(Rows of box annotation data)
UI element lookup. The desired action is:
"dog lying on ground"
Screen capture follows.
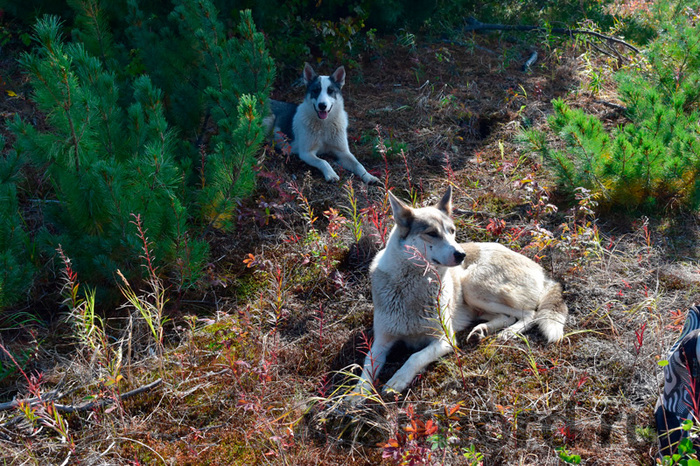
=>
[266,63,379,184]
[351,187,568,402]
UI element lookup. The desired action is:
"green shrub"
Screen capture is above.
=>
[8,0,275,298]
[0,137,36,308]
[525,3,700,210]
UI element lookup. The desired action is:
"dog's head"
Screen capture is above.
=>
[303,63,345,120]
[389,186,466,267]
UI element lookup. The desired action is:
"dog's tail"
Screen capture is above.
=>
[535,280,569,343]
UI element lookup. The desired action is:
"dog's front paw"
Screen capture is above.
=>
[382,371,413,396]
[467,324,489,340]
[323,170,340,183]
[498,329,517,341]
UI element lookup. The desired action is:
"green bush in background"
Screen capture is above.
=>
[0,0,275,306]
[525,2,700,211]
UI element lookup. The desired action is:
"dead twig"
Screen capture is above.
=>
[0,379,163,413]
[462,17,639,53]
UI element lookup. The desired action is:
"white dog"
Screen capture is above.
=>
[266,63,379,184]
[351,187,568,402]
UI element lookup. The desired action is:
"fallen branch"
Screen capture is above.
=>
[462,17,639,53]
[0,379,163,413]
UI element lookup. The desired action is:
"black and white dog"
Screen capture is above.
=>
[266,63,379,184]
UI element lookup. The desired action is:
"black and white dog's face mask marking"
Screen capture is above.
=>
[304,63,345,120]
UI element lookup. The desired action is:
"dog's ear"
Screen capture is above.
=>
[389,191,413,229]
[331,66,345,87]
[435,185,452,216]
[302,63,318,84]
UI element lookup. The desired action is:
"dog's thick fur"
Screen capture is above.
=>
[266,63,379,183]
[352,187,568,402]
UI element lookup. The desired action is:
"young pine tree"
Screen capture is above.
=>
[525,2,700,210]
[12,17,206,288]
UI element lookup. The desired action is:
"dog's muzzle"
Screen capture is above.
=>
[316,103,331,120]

---

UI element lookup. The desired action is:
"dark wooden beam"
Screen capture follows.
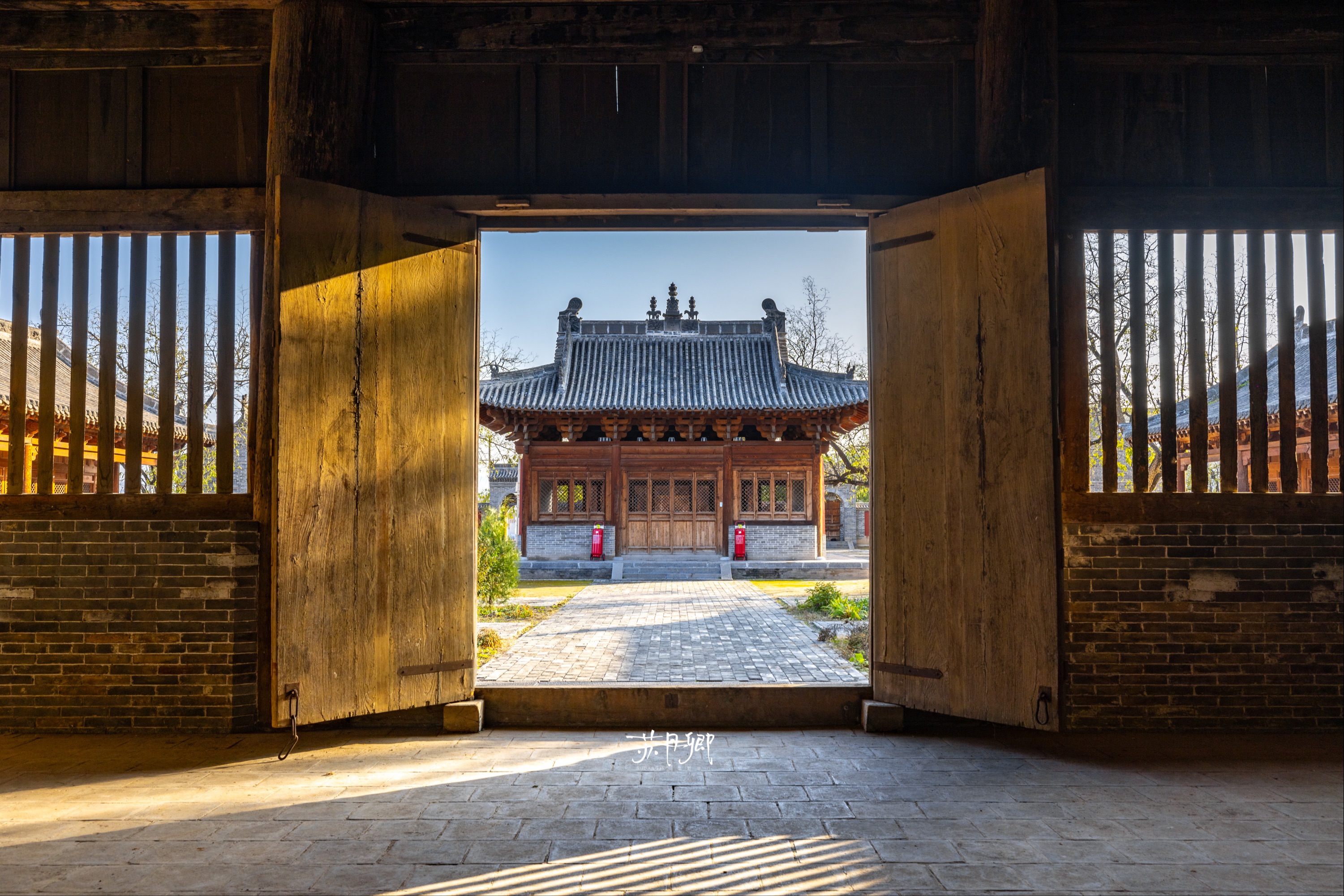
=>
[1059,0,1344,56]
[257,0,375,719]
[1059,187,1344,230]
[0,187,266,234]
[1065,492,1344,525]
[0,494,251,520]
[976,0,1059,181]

Goal of the exercise: Count the lines of the data above that contain the string "green", treating uppercase and lowercase as different. Reply with the number only.

Complete output: 2